Source material Block Start

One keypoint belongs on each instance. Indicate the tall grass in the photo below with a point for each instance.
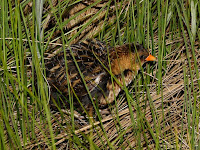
(27, 120)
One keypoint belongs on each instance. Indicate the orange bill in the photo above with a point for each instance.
(150, 58)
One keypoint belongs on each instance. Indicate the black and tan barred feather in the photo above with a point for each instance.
(92, 57)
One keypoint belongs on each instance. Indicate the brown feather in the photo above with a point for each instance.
(92, 59)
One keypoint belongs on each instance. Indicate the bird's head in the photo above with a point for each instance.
(129, 57)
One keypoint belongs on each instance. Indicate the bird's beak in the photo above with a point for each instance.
(150, 58)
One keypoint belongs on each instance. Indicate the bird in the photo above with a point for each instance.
(94, 67)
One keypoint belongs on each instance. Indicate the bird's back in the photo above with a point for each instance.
(89, 59)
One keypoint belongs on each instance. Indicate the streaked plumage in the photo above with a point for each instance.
(93, 61)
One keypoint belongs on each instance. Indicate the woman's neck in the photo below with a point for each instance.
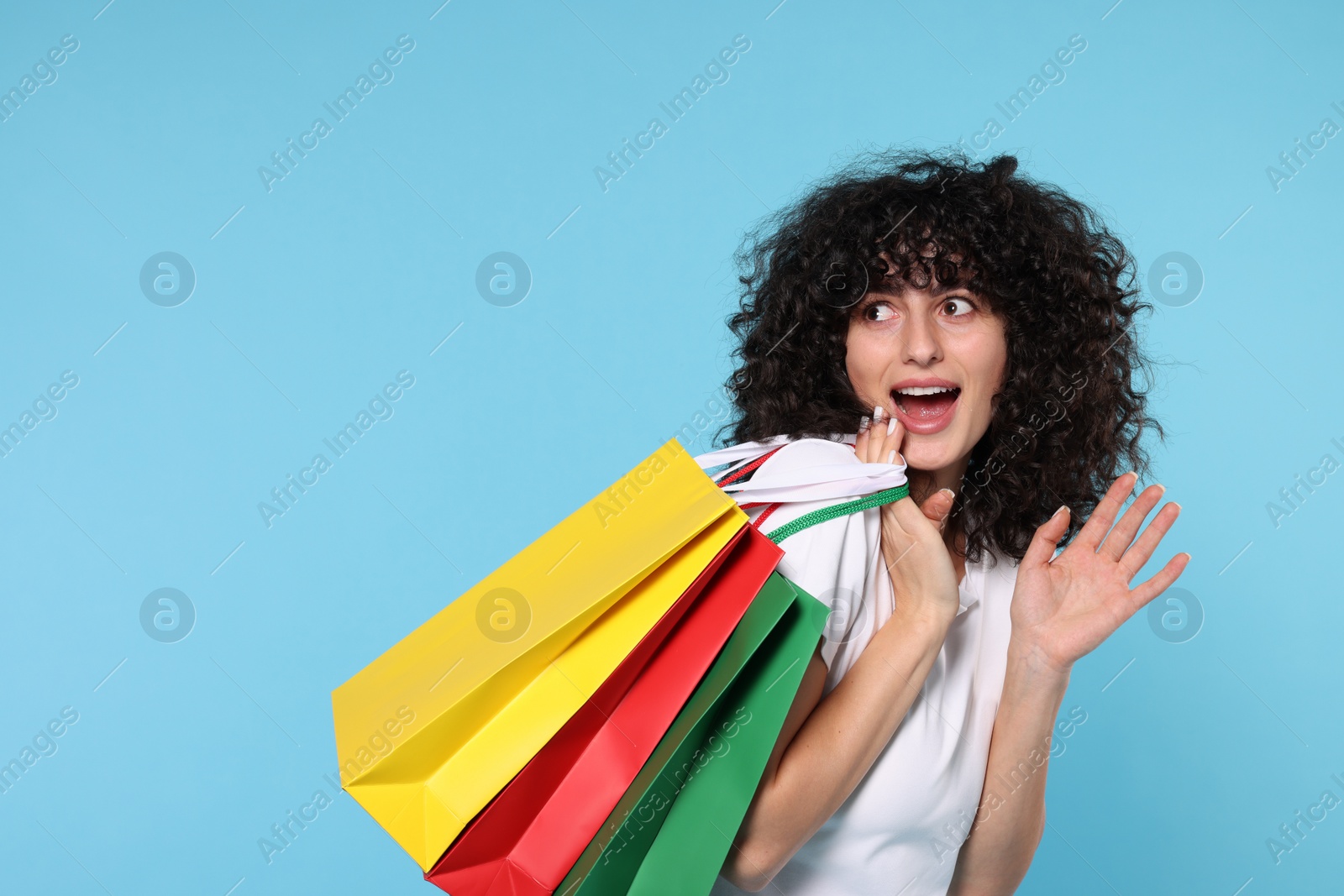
(924, 484)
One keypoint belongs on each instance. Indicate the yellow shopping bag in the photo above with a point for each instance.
(430, 731)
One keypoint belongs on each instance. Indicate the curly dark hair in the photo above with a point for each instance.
(1068, 418)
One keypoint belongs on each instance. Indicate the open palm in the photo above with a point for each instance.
(1062, 609)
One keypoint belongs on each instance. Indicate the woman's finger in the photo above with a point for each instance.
(1120, 537)
(937, 506)
(860, 443)
(893, 434)
(1104, 515)
(1160, 582)
(1137, 555)
(877, 436)
(1047, 537)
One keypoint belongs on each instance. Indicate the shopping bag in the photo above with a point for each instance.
(732, 721)
(432, 730)
(690, 849)
(531, 835)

Source material Block End

**Exercise:** Each of the lines from the one holding "the woman's finger" through the final line of the entries is to be set down exactly, and no others.

**Worked solution:**
One keypoint belongs on each instance. Indicate the woman's finger in the photo above with a point for each instance.
(1120, 537)
(937, 506)
(860, 443)
(893, 434)
(1104, 515)
(1160, 582)
(1137, 555)
(877, 436)
(1047, 537)
One keypoint belongs on each instance. Indicate the shopping bag in the photo above with a point for each instance.
(732, 721)
(432, 730)
(690, 849)
(531, 835)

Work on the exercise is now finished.